Please write the listing below out again exactly, leaving every picture behind.

— Start of Records for this exercise —

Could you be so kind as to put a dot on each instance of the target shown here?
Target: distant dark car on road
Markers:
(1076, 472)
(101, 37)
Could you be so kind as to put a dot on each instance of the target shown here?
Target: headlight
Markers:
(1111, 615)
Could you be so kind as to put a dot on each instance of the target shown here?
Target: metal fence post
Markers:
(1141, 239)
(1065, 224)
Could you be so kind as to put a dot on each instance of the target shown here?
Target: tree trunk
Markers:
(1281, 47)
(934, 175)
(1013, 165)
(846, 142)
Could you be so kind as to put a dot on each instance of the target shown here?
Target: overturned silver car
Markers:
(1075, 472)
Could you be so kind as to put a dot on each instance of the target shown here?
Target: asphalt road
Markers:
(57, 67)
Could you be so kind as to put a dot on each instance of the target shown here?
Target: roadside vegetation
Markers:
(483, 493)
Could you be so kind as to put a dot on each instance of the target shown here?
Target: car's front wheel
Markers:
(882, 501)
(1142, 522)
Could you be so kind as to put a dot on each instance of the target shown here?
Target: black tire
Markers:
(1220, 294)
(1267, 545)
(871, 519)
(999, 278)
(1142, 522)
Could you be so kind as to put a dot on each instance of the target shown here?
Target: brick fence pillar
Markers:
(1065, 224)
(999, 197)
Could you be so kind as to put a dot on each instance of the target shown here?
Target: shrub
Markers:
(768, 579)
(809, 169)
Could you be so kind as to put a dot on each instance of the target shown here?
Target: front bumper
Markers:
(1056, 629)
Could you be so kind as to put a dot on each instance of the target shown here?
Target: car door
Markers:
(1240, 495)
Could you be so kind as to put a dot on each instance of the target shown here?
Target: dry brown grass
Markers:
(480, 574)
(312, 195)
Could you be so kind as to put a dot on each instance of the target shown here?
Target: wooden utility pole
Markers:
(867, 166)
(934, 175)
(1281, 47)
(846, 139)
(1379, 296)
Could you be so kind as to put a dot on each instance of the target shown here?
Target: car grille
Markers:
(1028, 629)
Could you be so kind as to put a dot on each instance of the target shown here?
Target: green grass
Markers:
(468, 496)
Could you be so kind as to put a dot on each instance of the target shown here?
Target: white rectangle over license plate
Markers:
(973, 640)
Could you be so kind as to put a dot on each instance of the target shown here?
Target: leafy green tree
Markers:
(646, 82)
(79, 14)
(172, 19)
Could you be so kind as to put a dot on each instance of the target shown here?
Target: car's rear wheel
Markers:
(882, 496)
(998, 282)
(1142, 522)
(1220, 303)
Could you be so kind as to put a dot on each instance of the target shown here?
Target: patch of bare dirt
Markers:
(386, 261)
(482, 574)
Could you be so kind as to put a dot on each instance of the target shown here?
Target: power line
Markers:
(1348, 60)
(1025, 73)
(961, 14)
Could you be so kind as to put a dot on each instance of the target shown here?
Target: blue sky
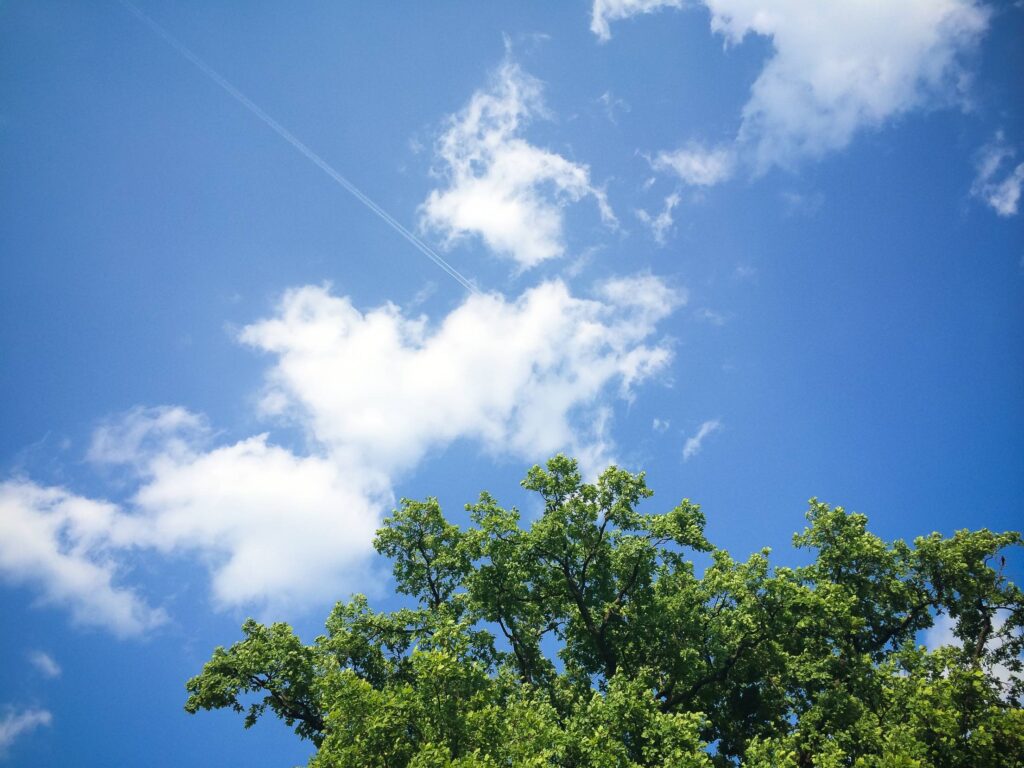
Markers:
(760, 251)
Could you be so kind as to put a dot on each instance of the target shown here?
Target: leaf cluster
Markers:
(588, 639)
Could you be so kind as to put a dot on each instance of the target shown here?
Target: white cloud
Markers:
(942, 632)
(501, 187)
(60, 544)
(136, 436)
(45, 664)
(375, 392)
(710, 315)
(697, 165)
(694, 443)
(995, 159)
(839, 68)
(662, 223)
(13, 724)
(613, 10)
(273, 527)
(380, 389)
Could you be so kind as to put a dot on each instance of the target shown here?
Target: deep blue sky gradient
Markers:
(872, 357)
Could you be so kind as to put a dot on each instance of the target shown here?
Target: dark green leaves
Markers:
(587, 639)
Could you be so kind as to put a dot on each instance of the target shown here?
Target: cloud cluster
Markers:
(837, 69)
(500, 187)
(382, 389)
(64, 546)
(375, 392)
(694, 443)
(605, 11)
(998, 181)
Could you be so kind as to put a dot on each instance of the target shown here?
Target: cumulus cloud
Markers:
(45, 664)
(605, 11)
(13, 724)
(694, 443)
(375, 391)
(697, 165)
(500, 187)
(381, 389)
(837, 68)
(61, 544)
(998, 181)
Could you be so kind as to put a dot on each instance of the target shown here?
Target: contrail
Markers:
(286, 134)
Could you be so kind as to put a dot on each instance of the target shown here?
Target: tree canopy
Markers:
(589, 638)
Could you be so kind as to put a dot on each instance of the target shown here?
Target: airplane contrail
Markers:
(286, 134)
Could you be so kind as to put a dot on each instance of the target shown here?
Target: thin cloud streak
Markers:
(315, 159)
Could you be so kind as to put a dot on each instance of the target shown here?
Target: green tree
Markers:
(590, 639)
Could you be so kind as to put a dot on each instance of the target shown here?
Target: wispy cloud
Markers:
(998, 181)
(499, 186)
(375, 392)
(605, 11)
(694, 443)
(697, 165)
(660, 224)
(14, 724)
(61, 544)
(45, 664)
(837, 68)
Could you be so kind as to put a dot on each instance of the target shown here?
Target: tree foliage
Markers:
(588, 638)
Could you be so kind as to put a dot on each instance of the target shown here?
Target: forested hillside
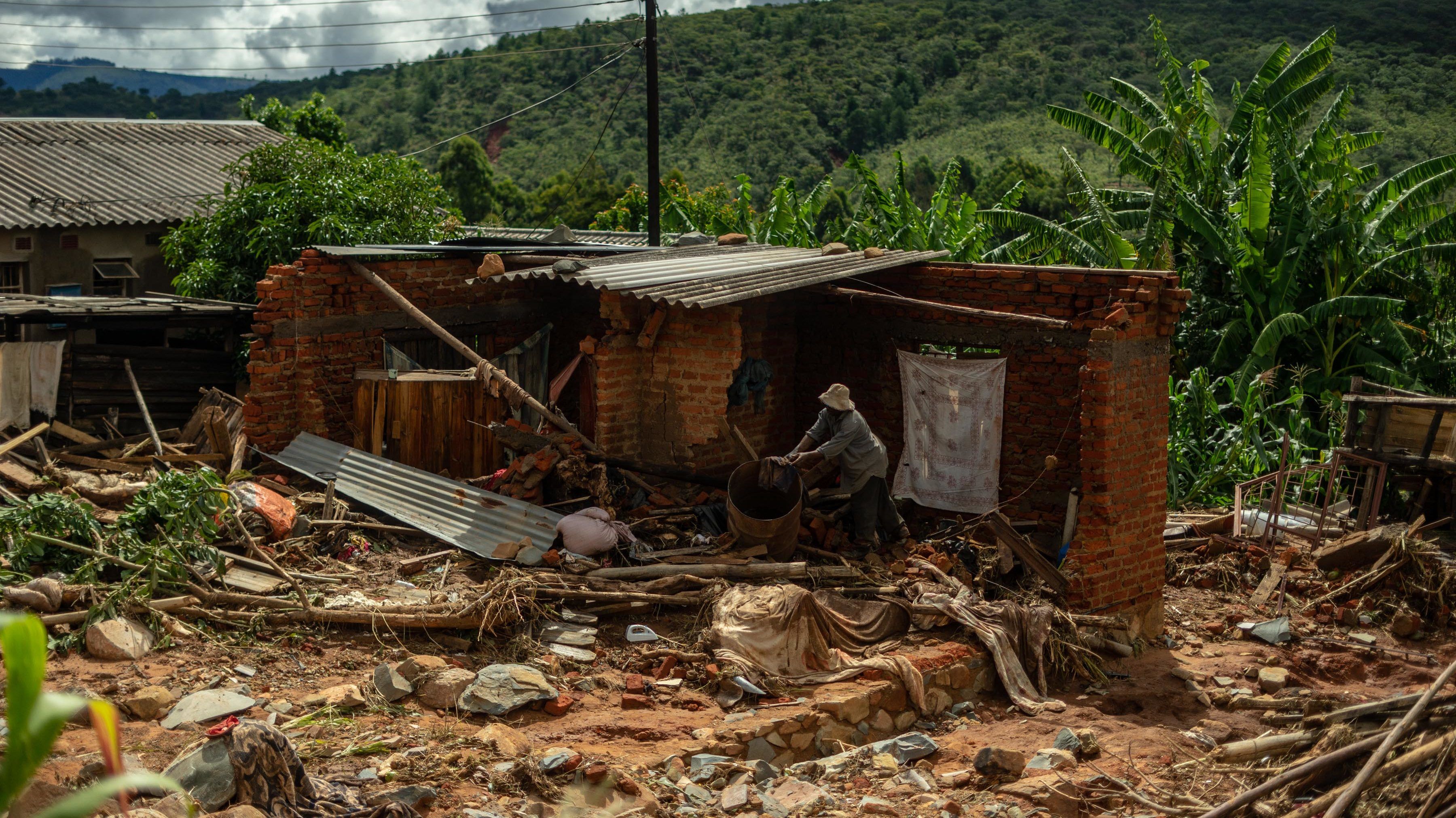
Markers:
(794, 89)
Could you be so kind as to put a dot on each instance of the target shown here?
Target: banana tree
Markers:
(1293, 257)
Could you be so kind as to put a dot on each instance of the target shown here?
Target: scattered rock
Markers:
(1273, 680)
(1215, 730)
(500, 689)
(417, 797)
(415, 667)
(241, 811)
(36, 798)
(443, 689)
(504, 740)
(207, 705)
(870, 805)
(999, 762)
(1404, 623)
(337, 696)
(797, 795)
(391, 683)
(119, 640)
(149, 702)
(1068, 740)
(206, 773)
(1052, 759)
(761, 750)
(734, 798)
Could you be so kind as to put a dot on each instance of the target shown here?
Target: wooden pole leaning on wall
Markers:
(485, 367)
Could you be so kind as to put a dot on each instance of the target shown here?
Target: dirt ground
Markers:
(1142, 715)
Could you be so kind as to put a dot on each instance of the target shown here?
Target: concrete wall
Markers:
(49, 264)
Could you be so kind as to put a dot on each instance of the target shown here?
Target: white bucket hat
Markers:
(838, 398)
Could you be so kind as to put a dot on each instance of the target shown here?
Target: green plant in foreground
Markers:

— End of Records for this exercise —

▶ [Finished task]
Could you be so kind as to put a dot on each instance of the target shown here?
Target: distant dark car on road
Markers:
(1076, 472)
(101, 37)
Could you be so kind as to put a dot on each instance of the target shown here?
Target: headlight
Markers:
(1111, 615)
Could you be so kind as to put a dot on each instance of the target shown here?
Target: metal fence post
Markers:
(1141, 239)
(1065, 224)
Could you be so kind as to put a dot on each instance of the target shown here?
Target: tree trunk
Markers:
(1281, 47)
(934, 175)
(1013, 165)
(846, 142)
Could you be so kind as to put a dot on each instance of the target shown here?
Target: overturned silver car
Markers:
(1075, 472)
Could you be so kind as to put a dot on each instance of the target shown here?
Target: asphalt road
Markers:
(57, 67)
Could you be so kind as to put a dot on each instance of the target shown here?
Target: roadside vegetation
Markers:
(483, 493)
Could you be so kind as to put a dot on each instance of the target shown here?
Target: car's front wheel
Markers:
(882, 501)
(1142, 522)
Could you be so kind as to put a dot on each instance of the target shown here?
Target: black tire
Markers:
(1220, 294)
(1267, 545)
(871, 519)
(999, 278)
(1142, 522)
Could you be so kind as to put a dot on each instance of the target shown here?
Target: brick fence pillar
Markers:
(1065, 224)
(999, 197)
Could you be so kind as to put a dot on each instance of the target shown here?
Target: shrub
Markers:
(768, 579)
(809, 169)
Could you be so kind as to put a dot on each instance of the target shown here?
Target: front bumper
Markers:
(1056, 629)
Could you be so kind as to put a dot on each instance of the target shown here?
Target: car door
Markers:
(1240, 495)
Could you be so kind as to put a dot on each instance of the target shown here?
Target: dry brown grass
Markers:
(480, 574)
(312, 195)
Could you be so kind as to put a dot on each instance of the target shown here?
Target: wooden utility pole
Markers:
(867, 166)
(934, 175)
(1281, 47)
(846, 139)
(1379, 296)
Could you be so kind as to put a dot on each instance of the target shown here?
Target: car grille
Markers:
(1028, 629)
Could you be so kind as to put a dot on each instance of the target shown here?
Target: green grass
Markers:
(468, 496)
Could you be so kind as to put a dot on each instance of the target shown here?
Target: white rectangle over license plate
Markers:
(973, 640)
Could you be so kind as to put a dot on each instance of the target shown here?
Target: leafy green tree
Markers:
(646, 82)
(79, 14)
(172, 19)
Could you be so kind as to put a dot on each instance of the target shown here?
Target: car's rear wheel
Markers:
(882, 496)
(998, 282)
(1142, 522)
(1220, 303)
Could you be so kind as to put a dot on each instance of the target shown here?
Target: patch of bare dirt
Markers:
(386, 261)
(482, 574)
Could you be so kind as to put a dot on each instance of the target shown here?
Target: power line
Markers:
(1348, 60)
(1025, 73)
(961, 14)
Could you be so kind as to put a dot on each instance of the target shown here?
Target: blue sky
Markers:
(760, 251)
Could you be so kind as to put a dot on each instance of the target shown here?
Target: leaf cluster
Markers:
(588, 639)
Could you be so kind as to put a dot on each instance of the target shown here?
Target: white cloud
Markers:
(942, 632)
(501, 187)
(60, 544)
(136, 436)
(45, 664)
(375, 392)
(710, 315)
(697, 165)
(694, 443)
(995, 159)
(839, 68)
(662, 223)
(13, 724)
(613, 10)
(273, 527)
(380, 389)
Could you be so kind as to put a dot on each instance of the target shown here?
Target: deep blue sky gradient
Markers:
(872, 357)
Could you be so kind as to put a dot on each instance of the target shown here?
Target: dark green leaves
Markers:
(587, 639)
Could you be so kind as to put a dot on each instance of the target shown here?
Target: cloud cluster
Markers:
(837, 69)
(500, 187)
(382, 389)
(64, 546)
(375, 392)
(694, 443)
(605, 11)
(998, 181)
Could you be so kind as to put a dot on each instance of the target shown here?
Target: cumulus cloud
Markers:
(45, 664)
(605, 11)
(13, 724)
(694, 443)
(375, 391)
(697, 165)
(500, 187)
(381, 389)
(837, 68)
(61, 544)
(998, 181)
Could you be so kind as to put a dot on each instance of the target shown here?
Target: contrail
Markers:
(286, 134)
Could you be so kind as to put a dot on each instance of the target shown here?
Target: tree canopy
Markers:
(589, 638)
Could you be so kind as to put a dot on each instance of the target shown here?
Target: airplane contrail
Markers:
(286, 134)
Could you be so kind as to put a dot on each instance of the target shown here?
Target: thin cloud streak
Markers:
(315, 159)
Could you be so kind as to put a dot on each instance of the target shown here?
Target: green tree
Markers:
(590, 639)
Could you be so kind as to put a dot on each instance of the target shown here?
Target: wispy cloud
Markers:
(998, 181)
(499, 186)
(375, 392)
(605, 11)
(694, 443)
(697, 165)
(660, 224)
(14, 724)
(61, 544)
(45, 664)
(837, 68)
Could you be so kind as to put a dot on each instance of the target shown here?
Target: tree foliage
Markers:
(588, 638)
Could you be so kind as to put a dot on each instance of the target shown here?
Target: forested hillside
Markers:
(794, 89)
Could you be so kind as to put a dot on each instance of the target shown here?
Target: banana tree
Markers:
(1293, 257)
Could you be so kind as to put a dot on each instance of the target shown here?
Target: scattered rock
Markers:
(1273, 680)
(1215, 730)
(500, 689)
(417, 797)
(415, 667)
(241, 811)
(36, 798)
(443, 689)
(504, 740)
(207, 705)
(870, 805)
(999, 762)
(1404, 623)
(337, 696)
(797, 795)
(391, 683)
(119, 640)
(149, 702)
(1068, 740)
(206, 773)
(1052, 759)
(761, 750)
(734, 798)
Could you be so kind as to put a dot on each instance of the target shown here?
Target: wooden pole leaning on wall
Markers:
(485, 367)
Could you be so kind as to put a dot on each instance of the target shown here?
Target: dirt ground
Markers:
(1142, 715)
Could you be so kind as to put a dot on each instance of the target shown here?
Target: concrete wall
Markers:
(49, 264)
Could you be so kind as to put a dot on each instance of the target shown here?
Target: white bucket hat
Markers:
(838, 398)
Could you be so kind as to put a dot on each instance of the target shown here?
Target: green plant in foreground
Markers:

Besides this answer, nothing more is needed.